> **CHALLENGES**:
A. Please pull out the stretch of the Scrapy post from "allowed_domains='ralphlauren.com/product/'" through "tup=(name,price,image)", copied word for word.
B. Collect each line of the entries that contains the word "floor", copying those lines unchanged.

> **DOCUMENT SEGMENT**:
■ ■ ■ ■ ■ ■ ■

1

So I recently just started trying out Scrapy for a project, and I got very much confused with the various older syntaxes (SgmlLinkExtractor etc.) but I somehow managed to put together what I thought was legible code which made sense to me. However, this does not traverse through every page in the website, instead only goes to the start_urls page and doesn't produce the output file. Can someone please explain what I'm missing?

import scrapy
import csv
from scrapy.spiders import CrawlSpider, Rule
from scrapy.linkextractors import LinkExtractor

class RLSpider(CrawlSpider):
    name = "RL"
    allowed_domains='ralphlauren.com/product/'
    start_urls=[
        'http://www.ralphlauren.com/'
    ]
    rules = (
        Rule(LinkExtractor(),callback="parse_item",follow=True),
    )

    def parse_item(self, response):
        name = response.xpath('//h1/text()').extract_first()
        price = response.xpath('//span[@class="reg-price"]/span/text()').extract_first()
        image=response.xpath('//input[@name="enh_0"]/@value').extract_first()
        print("Rules=",rules)
        tup=(name,price,image)
        csvF=open('data.csv','w')
        csvWrite = csv.writer(csvF)

■ ■ ■ ■ ■ ■ ■

> **RAW RECORDS**:
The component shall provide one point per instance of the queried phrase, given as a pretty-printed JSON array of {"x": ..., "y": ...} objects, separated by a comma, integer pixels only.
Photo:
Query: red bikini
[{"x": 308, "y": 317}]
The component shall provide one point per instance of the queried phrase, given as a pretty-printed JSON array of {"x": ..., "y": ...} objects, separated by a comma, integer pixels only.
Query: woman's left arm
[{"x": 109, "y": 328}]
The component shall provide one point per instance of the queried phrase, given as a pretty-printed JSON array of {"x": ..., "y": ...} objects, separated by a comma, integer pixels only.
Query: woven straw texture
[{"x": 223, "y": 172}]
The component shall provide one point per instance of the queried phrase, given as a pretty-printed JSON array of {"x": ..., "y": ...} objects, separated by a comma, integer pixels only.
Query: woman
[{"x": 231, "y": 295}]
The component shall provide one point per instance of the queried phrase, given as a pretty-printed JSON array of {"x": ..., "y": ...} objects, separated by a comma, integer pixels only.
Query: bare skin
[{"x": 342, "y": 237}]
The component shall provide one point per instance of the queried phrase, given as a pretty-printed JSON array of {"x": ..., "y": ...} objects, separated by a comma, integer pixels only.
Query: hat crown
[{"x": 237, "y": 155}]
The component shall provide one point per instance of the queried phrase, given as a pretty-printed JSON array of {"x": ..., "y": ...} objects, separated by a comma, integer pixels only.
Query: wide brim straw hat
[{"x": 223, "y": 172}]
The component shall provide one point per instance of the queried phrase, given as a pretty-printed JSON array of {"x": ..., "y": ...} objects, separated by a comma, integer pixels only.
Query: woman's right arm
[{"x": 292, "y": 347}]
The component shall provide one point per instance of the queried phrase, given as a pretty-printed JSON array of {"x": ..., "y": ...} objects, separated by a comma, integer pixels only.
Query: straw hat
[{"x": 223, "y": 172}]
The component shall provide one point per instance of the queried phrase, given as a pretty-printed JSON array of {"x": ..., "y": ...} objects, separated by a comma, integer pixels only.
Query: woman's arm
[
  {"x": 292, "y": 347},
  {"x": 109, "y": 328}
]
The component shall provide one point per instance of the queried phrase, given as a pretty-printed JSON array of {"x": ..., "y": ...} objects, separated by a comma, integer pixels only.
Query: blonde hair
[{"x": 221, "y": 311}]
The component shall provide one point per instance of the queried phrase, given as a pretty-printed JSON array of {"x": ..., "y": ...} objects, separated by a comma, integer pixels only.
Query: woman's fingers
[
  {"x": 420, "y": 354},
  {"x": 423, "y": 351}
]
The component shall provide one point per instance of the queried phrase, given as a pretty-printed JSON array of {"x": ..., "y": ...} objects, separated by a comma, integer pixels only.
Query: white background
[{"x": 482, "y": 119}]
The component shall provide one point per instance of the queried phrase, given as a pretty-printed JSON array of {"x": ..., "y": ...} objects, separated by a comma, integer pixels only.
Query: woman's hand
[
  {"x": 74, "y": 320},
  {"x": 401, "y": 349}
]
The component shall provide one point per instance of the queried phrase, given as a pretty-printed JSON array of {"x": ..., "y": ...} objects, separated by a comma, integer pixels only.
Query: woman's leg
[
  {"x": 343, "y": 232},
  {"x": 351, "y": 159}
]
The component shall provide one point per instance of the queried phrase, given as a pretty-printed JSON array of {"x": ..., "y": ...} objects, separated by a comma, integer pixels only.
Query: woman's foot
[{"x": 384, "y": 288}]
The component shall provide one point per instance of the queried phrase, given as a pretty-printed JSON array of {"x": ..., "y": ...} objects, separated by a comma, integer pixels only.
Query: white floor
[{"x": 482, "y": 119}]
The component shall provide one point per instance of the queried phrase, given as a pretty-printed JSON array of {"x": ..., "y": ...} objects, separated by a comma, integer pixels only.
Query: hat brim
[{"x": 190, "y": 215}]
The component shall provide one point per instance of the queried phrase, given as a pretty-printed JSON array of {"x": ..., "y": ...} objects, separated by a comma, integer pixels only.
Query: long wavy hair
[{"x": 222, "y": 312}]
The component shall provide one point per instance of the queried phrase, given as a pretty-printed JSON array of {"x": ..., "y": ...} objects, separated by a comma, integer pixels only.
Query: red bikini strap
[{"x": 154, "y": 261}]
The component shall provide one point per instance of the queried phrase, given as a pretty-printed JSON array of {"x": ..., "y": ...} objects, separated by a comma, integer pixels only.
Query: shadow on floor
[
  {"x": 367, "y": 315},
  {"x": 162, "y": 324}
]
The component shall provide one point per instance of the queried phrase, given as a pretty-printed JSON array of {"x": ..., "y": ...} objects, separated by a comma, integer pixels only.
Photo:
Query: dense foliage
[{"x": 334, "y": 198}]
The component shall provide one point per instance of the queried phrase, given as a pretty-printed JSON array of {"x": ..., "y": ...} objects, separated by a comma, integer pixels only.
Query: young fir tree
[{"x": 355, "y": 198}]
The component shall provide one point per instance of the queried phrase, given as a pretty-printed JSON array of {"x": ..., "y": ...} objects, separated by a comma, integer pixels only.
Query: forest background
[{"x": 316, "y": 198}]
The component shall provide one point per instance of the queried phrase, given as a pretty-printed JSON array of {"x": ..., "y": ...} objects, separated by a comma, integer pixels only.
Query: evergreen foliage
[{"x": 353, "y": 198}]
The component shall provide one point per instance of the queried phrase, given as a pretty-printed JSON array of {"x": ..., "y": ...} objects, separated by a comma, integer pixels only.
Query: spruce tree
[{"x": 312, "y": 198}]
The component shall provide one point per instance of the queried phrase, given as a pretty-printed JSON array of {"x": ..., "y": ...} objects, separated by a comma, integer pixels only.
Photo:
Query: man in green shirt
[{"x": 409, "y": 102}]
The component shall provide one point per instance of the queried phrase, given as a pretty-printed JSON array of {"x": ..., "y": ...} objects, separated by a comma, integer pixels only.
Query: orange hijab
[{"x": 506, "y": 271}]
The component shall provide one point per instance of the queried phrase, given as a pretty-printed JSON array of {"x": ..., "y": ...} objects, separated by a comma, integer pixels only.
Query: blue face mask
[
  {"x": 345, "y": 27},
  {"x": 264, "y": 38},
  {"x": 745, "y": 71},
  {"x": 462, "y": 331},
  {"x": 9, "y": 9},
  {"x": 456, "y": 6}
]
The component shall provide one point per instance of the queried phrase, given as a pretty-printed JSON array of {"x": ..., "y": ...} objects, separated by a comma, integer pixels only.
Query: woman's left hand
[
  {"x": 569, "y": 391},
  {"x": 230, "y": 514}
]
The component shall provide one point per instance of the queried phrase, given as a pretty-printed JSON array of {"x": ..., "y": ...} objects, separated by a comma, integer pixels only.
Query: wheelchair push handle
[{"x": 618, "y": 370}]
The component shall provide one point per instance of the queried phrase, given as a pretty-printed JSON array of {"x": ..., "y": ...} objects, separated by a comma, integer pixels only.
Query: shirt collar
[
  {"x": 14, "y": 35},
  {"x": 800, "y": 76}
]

■ ■ ■ ■ ■ ■ ■

> **TASK-BY-TASK SOLUTIONS**:
A.
allowed_domains='ralphlauren.com/product/'
    start_urls=[
        'http://www.ralphlauren.com/'
    ]
    rules = (
        Rule(LinkExtractor(),callback="parse_item",follow=True),
    )

    def parse_item(self, response):
        name = response.xpath('//h1/text()').extract_first()
        price = response.xpath('//span[@class="reg-price"]/span/text()').extract_first()
        image=response.xpath('//input[@name="enh_0"]/@value').extract_first()
        print("Rules=",rules)
        tup=(name,price,image)

B.
Query: white floor
Query: shadow on floor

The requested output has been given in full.